→ **Task goal**
Could you write out each entry exactly as it reads?

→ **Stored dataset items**

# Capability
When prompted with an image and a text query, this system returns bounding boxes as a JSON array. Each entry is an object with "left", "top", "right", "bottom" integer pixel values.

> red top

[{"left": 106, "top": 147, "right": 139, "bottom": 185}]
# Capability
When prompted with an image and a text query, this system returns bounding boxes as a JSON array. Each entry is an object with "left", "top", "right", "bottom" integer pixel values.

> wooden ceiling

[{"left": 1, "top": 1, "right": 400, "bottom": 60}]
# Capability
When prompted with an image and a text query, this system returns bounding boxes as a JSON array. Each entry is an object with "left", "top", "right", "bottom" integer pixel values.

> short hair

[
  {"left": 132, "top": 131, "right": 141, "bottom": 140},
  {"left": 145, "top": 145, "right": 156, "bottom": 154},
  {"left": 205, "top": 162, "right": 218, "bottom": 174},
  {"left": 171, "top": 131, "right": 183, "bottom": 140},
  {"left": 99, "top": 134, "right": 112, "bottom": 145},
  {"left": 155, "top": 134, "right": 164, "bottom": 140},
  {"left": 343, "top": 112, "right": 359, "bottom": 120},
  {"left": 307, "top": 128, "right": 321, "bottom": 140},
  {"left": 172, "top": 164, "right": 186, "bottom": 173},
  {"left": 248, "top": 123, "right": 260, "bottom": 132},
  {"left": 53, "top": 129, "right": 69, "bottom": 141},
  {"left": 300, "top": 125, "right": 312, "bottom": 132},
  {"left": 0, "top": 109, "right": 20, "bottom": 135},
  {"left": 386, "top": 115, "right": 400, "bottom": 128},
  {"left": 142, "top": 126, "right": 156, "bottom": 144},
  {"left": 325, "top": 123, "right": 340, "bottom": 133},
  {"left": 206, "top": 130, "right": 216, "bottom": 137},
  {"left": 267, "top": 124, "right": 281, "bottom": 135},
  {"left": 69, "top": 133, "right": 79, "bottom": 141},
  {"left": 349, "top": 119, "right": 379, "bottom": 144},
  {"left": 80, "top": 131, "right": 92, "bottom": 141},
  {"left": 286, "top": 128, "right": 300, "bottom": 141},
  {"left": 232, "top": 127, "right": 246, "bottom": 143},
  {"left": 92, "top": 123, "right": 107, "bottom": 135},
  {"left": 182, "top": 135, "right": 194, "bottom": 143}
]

→ **Response for this exercise**
# Capability
When prompted with an image and a text query, this system returns bounding boxes as a JSON array. Each entry is an object with "left", "top", "right", "bottom" integer pixel values.

> red top

[{"left": 106, "top": 147, "right": 139, "bottom": 185}]
# Capability
When prompted with an image and a text query, this system returns bounding boxes as a JSON array. Each entry is an object with "left", "top", "right", "bottom" integer pixel values.

> wooden ceiling

[{"left": 1, "top": 1, "right": 400, "bottom": 60}]
# Capability
When prompted with an image and a text query, this system returns bounding boxes as a JSON array. Each entry is an object with "left", "top", "right", "bottom" integer pixel values.

> short hair

[
  {"left": 132, "top": 131, "right": 141, "bottom": 140},
  {"left": 145, "top": 145, "right": 156, "bottom": 154},
  {"left": 205, "top": 162, "right": 218, "bottom": 174},
  {"left": 171, "top": 131, "right": 183, "bottom": 140},
  {"left": 99, "top": 134, "right": 112, "bottom": 145},
  {"left": 155, "top": 134, "right": 164, "bottom": 140},
  {"left": 343, "top": 112, "right": 359, "bottom": 120},
  {"left": 307, "top": 128, "right": 321, "bottom": 140},
  {"left": 172, "top": 164, "right": 186, "bottom": 173},
  {"left": 248, "top": 123, "right": 260, "bottom": 132},
  {"left": 53, "top": 129, "right": 69, "bottom": 141},
  {"left": 300, "top": 125, "right": 312, "bottom": 132},
  {"left": 0, "top": 109, "right": 20, "bottom": 135},
  {"left": 386, "top": 115, "right": 400, "bottom": 128},
  {"left": 142, "top": 126, "right": 156, "bottom": 144},
  {"left": 325, "top": 123, "right": 340, "bottom": 133},
  {"left": 206, "top": 130, "right": 216, "bottom": 137},
  {"left": 267, "top": 124, "right": 281, "bottom": 135},
  {"left": 69, "top": 133, "right": 79, "bottom": 141},
  {"left": 349, "top": 119, "right": 379, "bottom": 144},
  {"left": 80, "top": 131, "right": 92, "bottom": 141},
  {"left": 286, "top": 128, "right": 300, "bottom": 141},
  {"left": 232, "top": 127, "right": 246, "bottom": 143},
  {"left": 92, "top": 123, "right": 107, "bottom": 135},
  {"left": 182, "top": 135, "right": 194, "bottom": 143}
]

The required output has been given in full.